**WHAT IS NEEDED**
Copy out the records below, starting at the line containing "tag the house wall, one point per instance." and ending at the line containing "<point>79,212</point>", both lines included.
········
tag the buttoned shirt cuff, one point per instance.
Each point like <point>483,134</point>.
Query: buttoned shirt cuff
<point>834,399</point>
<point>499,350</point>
········
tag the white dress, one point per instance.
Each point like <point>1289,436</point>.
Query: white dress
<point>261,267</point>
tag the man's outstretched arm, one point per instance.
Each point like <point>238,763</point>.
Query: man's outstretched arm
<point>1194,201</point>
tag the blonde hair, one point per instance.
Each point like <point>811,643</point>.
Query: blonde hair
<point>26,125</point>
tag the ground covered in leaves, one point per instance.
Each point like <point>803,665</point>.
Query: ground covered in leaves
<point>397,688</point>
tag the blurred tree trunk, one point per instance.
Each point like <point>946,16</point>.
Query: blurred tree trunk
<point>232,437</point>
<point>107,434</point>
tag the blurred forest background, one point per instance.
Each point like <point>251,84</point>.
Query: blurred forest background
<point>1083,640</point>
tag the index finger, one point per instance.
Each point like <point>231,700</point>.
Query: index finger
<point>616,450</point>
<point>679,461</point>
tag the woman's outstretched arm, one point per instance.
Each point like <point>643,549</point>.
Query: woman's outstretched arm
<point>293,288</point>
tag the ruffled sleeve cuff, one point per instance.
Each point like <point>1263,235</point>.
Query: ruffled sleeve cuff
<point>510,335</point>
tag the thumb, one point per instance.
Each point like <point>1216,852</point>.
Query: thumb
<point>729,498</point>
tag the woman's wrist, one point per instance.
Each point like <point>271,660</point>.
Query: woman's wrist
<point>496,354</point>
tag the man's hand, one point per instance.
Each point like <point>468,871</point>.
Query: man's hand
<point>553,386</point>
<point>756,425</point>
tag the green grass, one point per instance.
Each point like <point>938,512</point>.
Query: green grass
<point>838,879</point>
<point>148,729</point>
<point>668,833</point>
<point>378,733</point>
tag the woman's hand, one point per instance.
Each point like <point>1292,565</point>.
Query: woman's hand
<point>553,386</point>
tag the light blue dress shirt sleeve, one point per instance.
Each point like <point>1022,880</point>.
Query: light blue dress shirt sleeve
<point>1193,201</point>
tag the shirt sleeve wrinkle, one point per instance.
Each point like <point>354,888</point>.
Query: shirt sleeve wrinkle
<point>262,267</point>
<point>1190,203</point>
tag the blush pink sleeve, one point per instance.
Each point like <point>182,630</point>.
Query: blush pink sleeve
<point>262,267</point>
········
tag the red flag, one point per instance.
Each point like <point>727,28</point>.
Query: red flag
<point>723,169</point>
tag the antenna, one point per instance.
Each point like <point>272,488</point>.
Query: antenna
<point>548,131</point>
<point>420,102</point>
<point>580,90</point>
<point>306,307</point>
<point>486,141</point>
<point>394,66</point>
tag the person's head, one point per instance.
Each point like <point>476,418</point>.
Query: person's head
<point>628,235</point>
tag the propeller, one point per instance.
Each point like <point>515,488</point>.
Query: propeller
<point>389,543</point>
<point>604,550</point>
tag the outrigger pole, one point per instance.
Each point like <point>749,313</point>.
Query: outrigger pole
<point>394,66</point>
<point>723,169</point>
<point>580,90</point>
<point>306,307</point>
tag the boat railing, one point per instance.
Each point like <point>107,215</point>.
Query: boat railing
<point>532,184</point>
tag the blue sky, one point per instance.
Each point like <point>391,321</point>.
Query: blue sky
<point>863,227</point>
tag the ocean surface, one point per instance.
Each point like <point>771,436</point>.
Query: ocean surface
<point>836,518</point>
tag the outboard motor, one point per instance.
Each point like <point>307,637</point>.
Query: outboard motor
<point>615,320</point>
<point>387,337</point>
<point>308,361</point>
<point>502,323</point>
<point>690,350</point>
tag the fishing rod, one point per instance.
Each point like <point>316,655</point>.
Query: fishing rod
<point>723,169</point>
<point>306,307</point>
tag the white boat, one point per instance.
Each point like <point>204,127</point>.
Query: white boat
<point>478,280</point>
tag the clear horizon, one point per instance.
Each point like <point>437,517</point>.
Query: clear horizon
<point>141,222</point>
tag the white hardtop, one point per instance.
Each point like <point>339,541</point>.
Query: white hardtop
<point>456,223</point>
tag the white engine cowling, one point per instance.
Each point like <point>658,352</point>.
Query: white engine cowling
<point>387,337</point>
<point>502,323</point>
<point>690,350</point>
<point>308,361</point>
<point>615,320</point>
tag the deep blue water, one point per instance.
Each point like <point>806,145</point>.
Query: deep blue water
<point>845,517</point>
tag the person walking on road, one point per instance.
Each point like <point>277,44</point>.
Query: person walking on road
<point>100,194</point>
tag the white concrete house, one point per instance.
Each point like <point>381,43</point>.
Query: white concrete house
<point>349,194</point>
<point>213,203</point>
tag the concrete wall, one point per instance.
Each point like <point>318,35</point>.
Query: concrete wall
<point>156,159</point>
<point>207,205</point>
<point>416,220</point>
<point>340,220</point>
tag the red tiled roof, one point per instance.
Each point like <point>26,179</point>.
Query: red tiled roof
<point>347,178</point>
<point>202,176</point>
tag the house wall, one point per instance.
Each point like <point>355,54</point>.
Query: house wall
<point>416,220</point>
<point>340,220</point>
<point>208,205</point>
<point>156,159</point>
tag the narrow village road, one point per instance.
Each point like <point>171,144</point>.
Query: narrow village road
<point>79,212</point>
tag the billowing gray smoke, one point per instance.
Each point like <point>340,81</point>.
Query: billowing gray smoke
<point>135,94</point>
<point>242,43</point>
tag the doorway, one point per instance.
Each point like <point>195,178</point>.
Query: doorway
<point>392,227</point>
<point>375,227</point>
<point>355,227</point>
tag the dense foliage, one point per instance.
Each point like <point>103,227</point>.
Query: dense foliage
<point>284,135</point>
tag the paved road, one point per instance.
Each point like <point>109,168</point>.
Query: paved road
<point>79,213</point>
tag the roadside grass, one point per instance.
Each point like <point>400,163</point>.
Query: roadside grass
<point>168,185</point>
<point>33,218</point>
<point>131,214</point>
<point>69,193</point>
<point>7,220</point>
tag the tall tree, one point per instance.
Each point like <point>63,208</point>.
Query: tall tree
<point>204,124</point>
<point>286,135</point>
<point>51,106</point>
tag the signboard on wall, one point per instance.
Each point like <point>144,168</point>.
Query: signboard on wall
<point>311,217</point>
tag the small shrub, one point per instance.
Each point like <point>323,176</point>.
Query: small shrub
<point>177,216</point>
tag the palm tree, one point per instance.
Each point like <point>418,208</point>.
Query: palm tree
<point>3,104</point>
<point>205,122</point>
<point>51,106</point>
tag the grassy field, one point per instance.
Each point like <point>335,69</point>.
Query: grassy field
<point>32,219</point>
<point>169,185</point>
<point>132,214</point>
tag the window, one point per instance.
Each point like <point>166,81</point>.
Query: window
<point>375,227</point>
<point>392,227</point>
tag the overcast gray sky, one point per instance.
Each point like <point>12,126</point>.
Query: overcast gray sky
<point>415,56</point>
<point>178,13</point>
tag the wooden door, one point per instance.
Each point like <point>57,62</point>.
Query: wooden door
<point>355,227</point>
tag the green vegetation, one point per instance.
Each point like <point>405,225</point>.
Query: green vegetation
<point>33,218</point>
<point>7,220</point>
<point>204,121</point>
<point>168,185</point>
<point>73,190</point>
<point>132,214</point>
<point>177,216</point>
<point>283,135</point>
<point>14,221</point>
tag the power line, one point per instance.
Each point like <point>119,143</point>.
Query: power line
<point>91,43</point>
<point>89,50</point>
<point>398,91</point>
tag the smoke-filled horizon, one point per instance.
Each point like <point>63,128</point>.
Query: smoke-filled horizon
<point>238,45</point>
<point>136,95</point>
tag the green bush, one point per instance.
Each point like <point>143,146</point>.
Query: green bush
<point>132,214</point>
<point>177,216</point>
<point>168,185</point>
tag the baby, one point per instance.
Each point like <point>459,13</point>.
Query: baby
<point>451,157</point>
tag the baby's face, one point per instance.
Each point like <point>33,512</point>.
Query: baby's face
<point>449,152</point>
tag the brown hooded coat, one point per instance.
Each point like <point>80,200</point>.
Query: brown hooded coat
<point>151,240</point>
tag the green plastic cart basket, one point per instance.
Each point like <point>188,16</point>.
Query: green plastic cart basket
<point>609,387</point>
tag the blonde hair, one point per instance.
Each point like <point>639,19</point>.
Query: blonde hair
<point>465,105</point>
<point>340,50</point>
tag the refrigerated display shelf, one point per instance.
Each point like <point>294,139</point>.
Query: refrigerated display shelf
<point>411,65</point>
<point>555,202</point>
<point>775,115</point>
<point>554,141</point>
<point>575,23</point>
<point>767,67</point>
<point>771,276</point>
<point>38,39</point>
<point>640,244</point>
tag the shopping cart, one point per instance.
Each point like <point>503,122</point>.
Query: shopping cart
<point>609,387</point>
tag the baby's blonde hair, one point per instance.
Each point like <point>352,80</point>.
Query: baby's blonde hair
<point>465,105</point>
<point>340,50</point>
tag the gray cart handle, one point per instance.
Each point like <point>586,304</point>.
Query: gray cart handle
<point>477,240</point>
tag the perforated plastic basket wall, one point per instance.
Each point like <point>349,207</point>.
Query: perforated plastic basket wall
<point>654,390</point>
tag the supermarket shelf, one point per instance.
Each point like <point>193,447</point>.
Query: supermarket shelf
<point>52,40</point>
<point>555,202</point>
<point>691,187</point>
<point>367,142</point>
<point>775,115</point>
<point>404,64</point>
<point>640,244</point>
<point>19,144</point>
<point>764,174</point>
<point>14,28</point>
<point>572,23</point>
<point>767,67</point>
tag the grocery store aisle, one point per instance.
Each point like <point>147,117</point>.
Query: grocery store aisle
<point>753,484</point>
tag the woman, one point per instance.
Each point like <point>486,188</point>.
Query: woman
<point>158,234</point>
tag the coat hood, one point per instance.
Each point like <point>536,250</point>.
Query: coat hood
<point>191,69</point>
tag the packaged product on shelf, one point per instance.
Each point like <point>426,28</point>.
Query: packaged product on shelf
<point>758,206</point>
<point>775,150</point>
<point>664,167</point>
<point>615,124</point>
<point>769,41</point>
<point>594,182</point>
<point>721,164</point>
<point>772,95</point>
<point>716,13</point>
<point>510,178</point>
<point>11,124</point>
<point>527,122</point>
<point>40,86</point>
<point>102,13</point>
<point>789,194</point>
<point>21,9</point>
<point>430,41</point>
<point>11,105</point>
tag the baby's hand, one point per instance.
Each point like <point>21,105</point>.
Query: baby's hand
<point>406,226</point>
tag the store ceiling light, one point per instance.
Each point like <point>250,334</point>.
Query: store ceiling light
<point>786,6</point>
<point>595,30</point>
········
**WRITTEN ANSWER**
tag the house wall, one point per instance.
Each point like <point>355,54</point>.
Query: house wall
<point>416,220</point>
<point>340,220</point>
<point>208,205</point>
<point>156,159</point>
tag the narrow village road, one point per instance.
Each point like <point>171,144</point>.
Query: narrow village road
<point>79,212</point>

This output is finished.